#### TREŚĆ POLECENIA:
Zmień w poniższych pozycjach „photo” na „image”, a resztę przepisz bez zmian. Obrazy pomiń w odpowiedzi.

(Etykiety punktów obiektów)
:::::
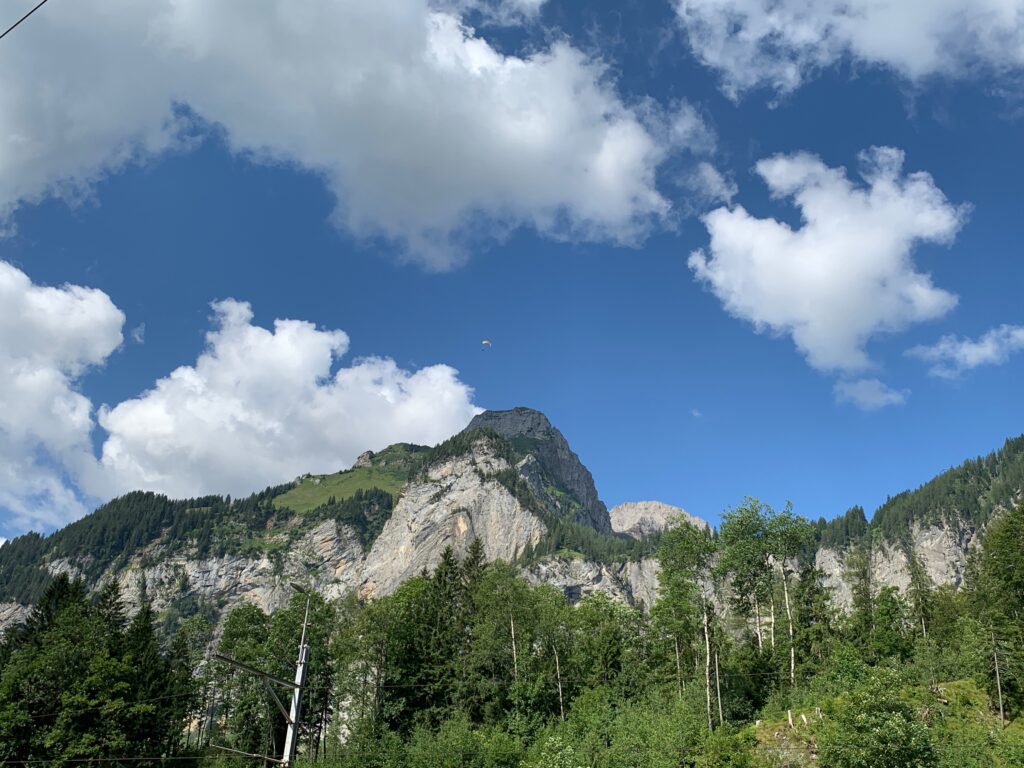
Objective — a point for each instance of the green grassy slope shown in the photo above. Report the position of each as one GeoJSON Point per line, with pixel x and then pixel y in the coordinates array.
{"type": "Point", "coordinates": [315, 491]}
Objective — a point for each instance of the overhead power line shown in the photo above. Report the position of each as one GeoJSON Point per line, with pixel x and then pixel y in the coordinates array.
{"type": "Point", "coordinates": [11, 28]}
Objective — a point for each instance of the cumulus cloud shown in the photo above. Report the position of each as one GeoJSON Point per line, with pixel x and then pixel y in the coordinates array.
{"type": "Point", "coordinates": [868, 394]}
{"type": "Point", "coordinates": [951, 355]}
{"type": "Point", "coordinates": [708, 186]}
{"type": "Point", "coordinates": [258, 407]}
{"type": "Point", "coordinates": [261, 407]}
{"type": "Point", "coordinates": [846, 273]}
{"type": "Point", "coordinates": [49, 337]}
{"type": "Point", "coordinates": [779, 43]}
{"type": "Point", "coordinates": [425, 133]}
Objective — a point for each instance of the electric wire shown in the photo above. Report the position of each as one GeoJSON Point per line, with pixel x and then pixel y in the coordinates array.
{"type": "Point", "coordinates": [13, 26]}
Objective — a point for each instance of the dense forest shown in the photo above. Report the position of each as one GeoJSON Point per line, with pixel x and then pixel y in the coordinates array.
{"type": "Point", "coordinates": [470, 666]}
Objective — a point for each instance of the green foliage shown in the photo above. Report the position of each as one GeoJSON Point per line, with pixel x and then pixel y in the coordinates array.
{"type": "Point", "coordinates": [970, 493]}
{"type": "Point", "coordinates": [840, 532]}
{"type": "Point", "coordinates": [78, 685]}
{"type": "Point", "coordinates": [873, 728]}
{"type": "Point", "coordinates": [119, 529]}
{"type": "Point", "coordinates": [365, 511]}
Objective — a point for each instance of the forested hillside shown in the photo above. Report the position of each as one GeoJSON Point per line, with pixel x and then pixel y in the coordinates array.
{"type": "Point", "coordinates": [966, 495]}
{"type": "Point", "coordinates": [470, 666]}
:::::
#### ROZWIĄZANIE:
Objective — a point for each instance of the green grassy slope shown in the image above. Report the position of each as one GeoJSON Point per line, with pixel x and then pixel y in the coordinates array.
{"type": "Point", "coordinates": [315, 491]}
Objective — a point for each instance of the overhead power line shown in the image above. Report the position of each as one GeoJSON Point per line, with pixel x and then pixel y in the coordinates array.
{"type": "Point", "coordinates": [11, 28]}
Objective — a point for each instance of the cumulus cloud shown in the image above. Report the position of each as one GeoJSON Point per line, with pixel x and then pixel y in the coordinates array.
{"type": "Point", "coordinates": [868, 394]}
{"type": "Point", "coordinates": [951, 355]}
{"type": "Point", "coordinates": [708, 186]}
{"type": "Point", "coordinates": [258, 407]}
{"type": "Point", "coordinates": [261, 407]}
{"type": "Point", "coordinates": [846, 273]}
{"type": "Point", "coordinates": [49, 337]}
{"type": "Point", "coordinates": [779, 43]}
{"type": "Point", "coordinates": [425, 133]}
Objective — a point for each instance of the electric wire shown in the image above. Report the position of each as one GeoJSON Point per line, with pixel x and then pixel y in the coordinates array.
{"type": "Point", "coordinates": [13, 26]}
Objective — a point for each instance of the dense forest shown in the image above. Report the position of each as one GeoJSON Point per line, with pixel x and then pixel y in the coordinates array.
{"type": "Point", "coordinates": [470, 666]}
Objective — a point for each instance of the green foliage shown in the image above. Report the position of each as one GeoJSON Point per line, with pixel x and then pixel y in the coordinates array.
{"type": "Point", "coordinates": [970, 493]}
{"type": "Point", "coordinates": [840, 532]}
{"type": "Point", "coordinates": [78, 685]}
{"type": "Point", "coordinates": [873, 728]}
{"type": "Point", "coordinates": [119, 529]}
{"type": "Point", "coordinates": [365, 511]}
Objective — a point for each instance of the forested hillside shown in the image above. Report the position of each as one GeoJSON Point per line, with pixel x and then pixel y in the coordinates array.
{"type": "Point", "coordinates": [966, 495]}
{"type": "Point", "coordinates": [470, 666]}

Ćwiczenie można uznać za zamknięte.